__DATA SUPPLIED__:
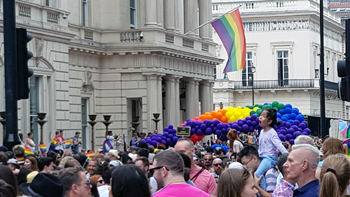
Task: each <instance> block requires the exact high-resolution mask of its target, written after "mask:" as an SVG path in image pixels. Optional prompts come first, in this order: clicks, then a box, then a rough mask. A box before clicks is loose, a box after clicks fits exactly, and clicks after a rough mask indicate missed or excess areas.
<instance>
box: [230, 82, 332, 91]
mask: <svg viewBox="0 0 350 197" xmlns="http://www.w3.org/2000/svg"><path fill="white" fill-rule="evenodd" d="M317 82H318V80H315V79H285V80H254V89H286V88H319V84H318V83H317ZM233 87H234V89H252V81H250V80H246V81H234V86H233ZM325 88H326V89H331V90H337V88H338V85H337V83H334V82H330V81H325Z"/></svg>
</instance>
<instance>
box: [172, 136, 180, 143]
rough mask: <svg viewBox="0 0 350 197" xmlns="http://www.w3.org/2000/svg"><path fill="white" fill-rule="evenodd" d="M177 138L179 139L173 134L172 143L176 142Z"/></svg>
mask: <svg viewBox="0 0 350 197" xmlns="http://www.w3.org/2000/svg"><path fill="white" fill-rule="evenodd" d="M178 139H179V138H178V137H177V136H174V137H173V143H174V144H176V142H177V140H178Z"/></svg>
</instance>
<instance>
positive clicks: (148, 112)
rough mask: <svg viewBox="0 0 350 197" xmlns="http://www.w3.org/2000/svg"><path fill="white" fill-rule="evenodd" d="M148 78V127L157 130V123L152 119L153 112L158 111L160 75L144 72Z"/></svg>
mask: <svg viewBox="0 0 350 197" xmlns="http://www.w3.org/2000/svg"><path fill="white" fill-rule="evenodd" d="M144 75H145V76H146V78H147V129H148V131H153V130H155V128H156V126H155V123H154V122H153V121H152V119H153V113H160V112H158V91H157V89H158V87H157V86H158V75H157V74H144Z"/></svg>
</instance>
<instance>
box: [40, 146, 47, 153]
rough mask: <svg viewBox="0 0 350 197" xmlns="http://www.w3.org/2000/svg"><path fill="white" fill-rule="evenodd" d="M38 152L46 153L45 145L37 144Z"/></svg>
mask: <svg viewBox="0 0 350 197" xmlns="http://www.w3.org/2000/svg"><path fill="white" fill-rule="evenodd" d="M39 150H40V151H41V152H46V151H47V147H46V145H45V144H39Z"/></svg>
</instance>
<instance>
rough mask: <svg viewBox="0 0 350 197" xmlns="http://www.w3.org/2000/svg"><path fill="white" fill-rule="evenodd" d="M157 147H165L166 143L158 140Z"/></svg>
mask: <svg viewBox="0 0 350 197" xmlns="http://www.w3.org/2000/svg"><path fill="white" fill-rule="evenodd" d="M157 148H158V149H165V144H163V143H160V142H158V143H157Z"/></svg>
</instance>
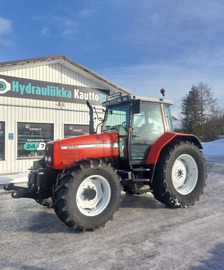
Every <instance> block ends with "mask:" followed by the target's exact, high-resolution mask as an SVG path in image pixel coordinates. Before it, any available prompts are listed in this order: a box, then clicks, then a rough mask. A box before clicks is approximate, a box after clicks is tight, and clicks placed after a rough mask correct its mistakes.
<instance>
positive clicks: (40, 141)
mask: <svg viewBox="0 0 224 270" xmlns="http://www.w3.org/2000/svg"><path fill="white" fill-rule="evenodd" d="M53 138H54V125H53V124H41V123H18V158H28V157H41V156H44V150H45V146H46V144H47V143H48V142H49V141H52V140H53Z"/></svg>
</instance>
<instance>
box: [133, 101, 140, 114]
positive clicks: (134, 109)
mask: <svg viewBox="0 0 224 270" xmlns="http://www.w3.org/2000/svg"><path fill="white" fill-rule="evenodd" d="M132 112H133V114H136V113H140V112H141V100H140V99H134V100H133V101H132Z"/></svg>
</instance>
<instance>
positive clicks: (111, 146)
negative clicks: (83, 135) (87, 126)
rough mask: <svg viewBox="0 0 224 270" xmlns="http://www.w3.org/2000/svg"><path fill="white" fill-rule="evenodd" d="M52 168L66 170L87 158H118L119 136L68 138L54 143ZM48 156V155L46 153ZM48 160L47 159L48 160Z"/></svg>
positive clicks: (76, 137)
mask: <svg viewBox="0 0 224 270" xmlns="http://www.w3.org/2000/svg"><path fill="white" fill-rule="evenodd" d="M49 144H53V147H52V148H53V150H52V151H53V153H52V155H53V157H52V161H53V162H52V164H51V167H53V168H54V169H57V170H58V169H64V168H65V167H66V166H71V165H72V164H73V163H74V162H75V161H79V160H83V159H87V158H106V157H116V156H118V134H117V133H103V134H93V135H86V136H79V137H71V138H66V139H62V140H58V141H54V142H50V143H49ZM46 155H48V154H47V153H46ZM47 159H48V158H45V160H47ZM48 165H49V164H48Z"/></svg>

__TASK OBJECTIVE__: Leaving the images out, print the records above exactly.

__RESULT OF THE EXERCISE__:
Task: each <instance> block requires the exact high-resolution mask of its target, written after "mask:" as an SVG path in image pixels. Optional prompts come first, in this order: clicks, then a box, then a rough mask. A box before clicks is loose, a box after clicks fits exactly, and clicks after a rough mask indicate missed or excess areas.
<instance>
box: [230, 82, 332, 91]
mask: <svg viewBox="0 0 350 197" xmlns="http://www.w3.org/2000/svg"><path fill="white" fill-rule="evenodd" d="M317 82H318V80H315V79H285V80H254V89H286V88H319V84H318V83H317ZM233 87H234V89H252V81H250V80H246V81H234V86H233ZM325 88H326V89H331V90H337V88H338V85H337V83H334V82H330V81H325Z"/></svg>
</instance>
<instance>
box: [172, 136, 180, 143]
rough mask: <svg viewBox="0 0 350 197" xmlns="http://www.w3.org/2000/svg"><path fill="white" fill-rule="evenodd" d="M177 138L179 139L173 134L172 143L176 142Z"/></svg>
mask: <svg viewBox="0 0 350 197" xmlns="http://www.w3.org/2000/svg"><path fill="white" fill-rule="evenodd" d="M178 139H179V138H178V137H177V136H174V137H173V143H174V144H176V142H177V140H178Z"/></svg>
</instance>
<instance>
positive clicks: (148, 112)
rough mask: <svg viewBox="0 0 350 197" xmlns="http://www.w3.org/2000/svg"><path fill="white" fill-rule="evenodd" d="M148 78V127L157 130V123L152 119L153 112L158 111L160 75L144 72Z"/></svg>
mask: <svg viewBox="0 0 350 197" xmlns="http://www.w3.org/2000/svg"><path fill="white" fill-rule="evenodd" d="M144 75H145V76H146V78H147V129H148V131H153V130H155V128H156V126H155V123H154V122H153V121H152V119H153V113H160V112H158V91H157V89H158V87H157V86H158V75H157V74H144Z"/></svg>
</instance>
<instance>
box: [40, 146, 47, 153]
rough mask: <svg viewBox="0 0 350 197" xmlns="http://www.w3.org/2000/svg"><path fill="white" fill-rule="evenodd" d="M38 152L46 153L45 145L37 144Z"/></svg>
mask: <svg viewBox="0 0 350 197" xmlns="http://www.w3.org/2000/svg"><path fill="white" fill-rule="evenodd" d="M39 150H40V151H41V152H46V151H47V147H46V145H45V144H39Z"/></svg>
</instance>
<instance>
rough mask: <svg viewBox="0 0 350 197" xmlns="http://www.w3.org/2000/svg"><path fill="white" fill-rule="evenodd" d="M157 147H165L166 143L158 140Z"/></svg>
mask: <svg viewBox="0 0 350 197" xmlns="http://www.w3.org/2000/svg"><path fill="white" fill-rule="evenodd" d="M157 148H158V149H165V144H163V143H160V142H158V143H157Z"/></svg>
</instance>
Every <instance> block ends with "mask:" followed by the target's exact, high-resolution mask as an SVG path in image pixel coordinates. Before it, any available prompts are listed in this order: a box, then clicks, then a rough mask. A box before clicks is approximate, a box after clicks is tight, and clicks placed after a rough mask correct its mistakes.
<instance>
positive clicks: (40, 141)
mask: <svg viewBox="0 0 224 270" xmlns="http://www.w3.org/2000/svg"><path fill="white" fill-rule="evenodd" d="M53 138H54V125H53V124H41V123H18V158H28V157H41V156H44V150H45V146H46V144H47V143H48V142H49V141H52V140H53Z"/></svg>
</instance>
<instance>
box: [133, 101, 140, 114]
positive clicks: (134, 109)
mask: <svg viewBox="0 0 224 270" xmlns="http://www.w3.org/2000/svg"><path fill="white" fill-rule="evenodd" d="M132 112H133V114H136V113H140V112H141V100H140V99H134V100H133V101H132Z"/></svg>
</instance>
<instance>
positive clicks: (111, 146)
negative clicks: (83, 135) (87, 126)
rough mask: <svg viewBox="0 0 224 270" xmlns="http://www.w3.org/2000/svg"><path fill="white" fill-rule="evenodd" d="M52 168L66 170L87 158H118L119 136L68 138L54 143ZM48 156V155L46 153ZM48 160L47 159L48 160Z"/></svg>
positive clicks: (76, 137)
mask: <svg viewBox="0 0 224 270" xmlns="http://www.w3.org/2000/svg"><path fill="white" fill-rule="evenodd" d="M49 144H53V147H52V148H53V150H52V151H53V153H52V155H53V157H52V161H53V162H52V164H51V167H53V168H54V169H57V170H58V169H64V168H65V167H66V166H71V165H72V164H73V163H74V162H75V161H79V160H83V159H87V158H106V157H116V156H118V134H117V133H103V134H93V135H86V136H79V137H71V138H66V139H62V140H58V141H54V142H50V143H49ZM46 155H48V154H47V153H46ZM47 159H48V158H45V160H47ZM48 165H49V164H48Z"/></svg>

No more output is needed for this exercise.